--- BEGIN ---

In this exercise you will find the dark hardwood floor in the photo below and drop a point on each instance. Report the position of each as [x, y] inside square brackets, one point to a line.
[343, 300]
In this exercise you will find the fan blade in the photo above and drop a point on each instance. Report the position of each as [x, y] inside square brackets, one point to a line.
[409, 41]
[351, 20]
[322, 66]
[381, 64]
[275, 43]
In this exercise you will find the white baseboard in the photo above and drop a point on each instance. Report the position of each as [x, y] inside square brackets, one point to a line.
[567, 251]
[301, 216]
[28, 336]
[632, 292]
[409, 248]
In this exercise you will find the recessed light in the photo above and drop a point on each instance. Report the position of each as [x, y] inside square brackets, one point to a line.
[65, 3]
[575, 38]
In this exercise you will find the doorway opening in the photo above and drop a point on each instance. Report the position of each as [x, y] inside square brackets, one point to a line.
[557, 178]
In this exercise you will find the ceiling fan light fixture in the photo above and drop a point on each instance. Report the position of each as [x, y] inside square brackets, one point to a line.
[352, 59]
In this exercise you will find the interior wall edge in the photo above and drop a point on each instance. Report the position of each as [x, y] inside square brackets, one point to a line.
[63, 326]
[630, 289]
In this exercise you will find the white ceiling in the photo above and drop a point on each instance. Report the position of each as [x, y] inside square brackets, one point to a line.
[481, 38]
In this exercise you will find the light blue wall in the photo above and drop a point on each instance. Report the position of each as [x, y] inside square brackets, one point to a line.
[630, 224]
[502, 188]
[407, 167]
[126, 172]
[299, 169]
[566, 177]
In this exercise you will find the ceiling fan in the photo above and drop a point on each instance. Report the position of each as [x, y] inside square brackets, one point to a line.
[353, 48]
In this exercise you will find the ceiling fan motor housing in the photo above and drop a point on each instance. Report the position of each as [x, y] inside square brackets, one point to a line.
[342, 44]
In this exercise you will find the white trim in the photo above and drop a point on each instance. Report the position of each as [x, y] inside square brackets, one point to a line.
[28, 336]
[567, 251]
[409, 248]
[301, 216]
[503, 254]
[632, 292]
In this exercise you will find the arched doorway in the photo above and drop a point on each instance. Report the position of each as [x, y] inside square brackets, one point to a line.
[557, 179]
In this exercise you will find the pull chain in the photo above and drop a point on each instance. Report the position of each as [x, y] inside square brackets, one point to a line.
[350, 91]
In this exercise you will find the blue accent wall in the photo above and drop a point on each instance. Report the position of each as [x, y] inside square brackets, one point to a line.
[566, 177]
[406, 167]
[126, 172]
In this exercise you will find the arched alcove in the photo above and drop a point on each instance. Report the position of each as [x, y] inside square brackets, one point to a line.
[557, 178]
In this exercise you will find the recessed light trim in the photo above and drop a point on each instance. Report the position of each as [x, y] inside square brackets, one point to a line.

--- END ---
--- BEGIN ---

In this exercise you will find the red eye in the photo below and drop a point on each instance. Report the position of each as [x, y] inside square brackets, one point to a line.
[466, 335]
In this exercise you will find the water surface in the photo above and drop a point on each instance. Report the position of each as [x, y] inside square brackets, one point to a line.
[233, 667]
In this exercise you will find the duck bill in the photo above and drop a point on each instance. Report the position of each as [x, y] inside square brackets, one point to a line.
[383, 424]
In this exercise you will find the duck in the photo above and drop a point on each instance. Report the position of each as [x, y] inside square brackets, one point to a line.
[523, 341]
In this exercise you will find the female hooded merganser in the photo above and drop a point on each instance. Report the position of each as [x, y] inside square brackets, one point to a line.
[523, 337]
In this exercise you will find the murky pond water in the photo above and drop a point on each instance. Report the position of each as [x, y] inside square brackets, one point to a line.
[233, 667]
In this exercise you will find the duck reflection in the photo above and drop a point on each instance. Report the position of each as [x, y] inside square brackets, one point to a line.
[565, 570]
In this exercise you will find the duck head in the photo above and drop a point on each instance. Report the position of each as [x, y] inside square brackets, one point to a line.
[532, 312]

--- END ---

■ Prompt ■
Retype the rows exactly, starting at the row that contains "In this exercise you will find the ceiling fan in" and ending at the row that contains "In this exercise you will find the recessed light trim", with both of those rows included.

■ Completed exercise ■
In this exercise you will find the ceiling fan in the photo above and drop a point on each instance. Report the position of each as [x, y] inside square brackets, one point to a line.
[353, 48]
In this exercise you will find the ceiling fan motor housing in the photo above and drop a point on each instance. Report the position of each as [x, y] inside square brackets, one point to a line.
[342, 44]
In this exercise you will find the white trim in the photo above and drop a point on each instance. Report the position of each as [x, y] inside square brackets, one point to a line.
[28, 336]
[567, 251]
[409, 248]
[301, 216]
[503, 254]
[632, 292]
In this exercise you will find the arched doorway in the photo above and drop a point on each instance. Report the position of each as [x, y] inside square brackets, one point to a line.
[557, 179]
In this exercise you will find the pull chain in the photo above and drop a point on each instance. Report the position of each as [x, y] inside square brackets, one point to a line.
[350, 91]
In this exercise you will find the blue accent wall in the photo above and drop a point on each instance. Report the position of each as [x, y] inside square brackets, one point to a line.
[566, 177]
[406, 167]
[126, 172]
In this exercise you will find the arched alcove in the photo above and drop a point on each instance. Report the position of each as [x, y] inside square brackets, one point to a line.
[557, 178]
In this exercise you will find the recessed light trim in the photo above and drop a point on each instance. Report the position of each as [x, y] inside square brackets, one point to a line.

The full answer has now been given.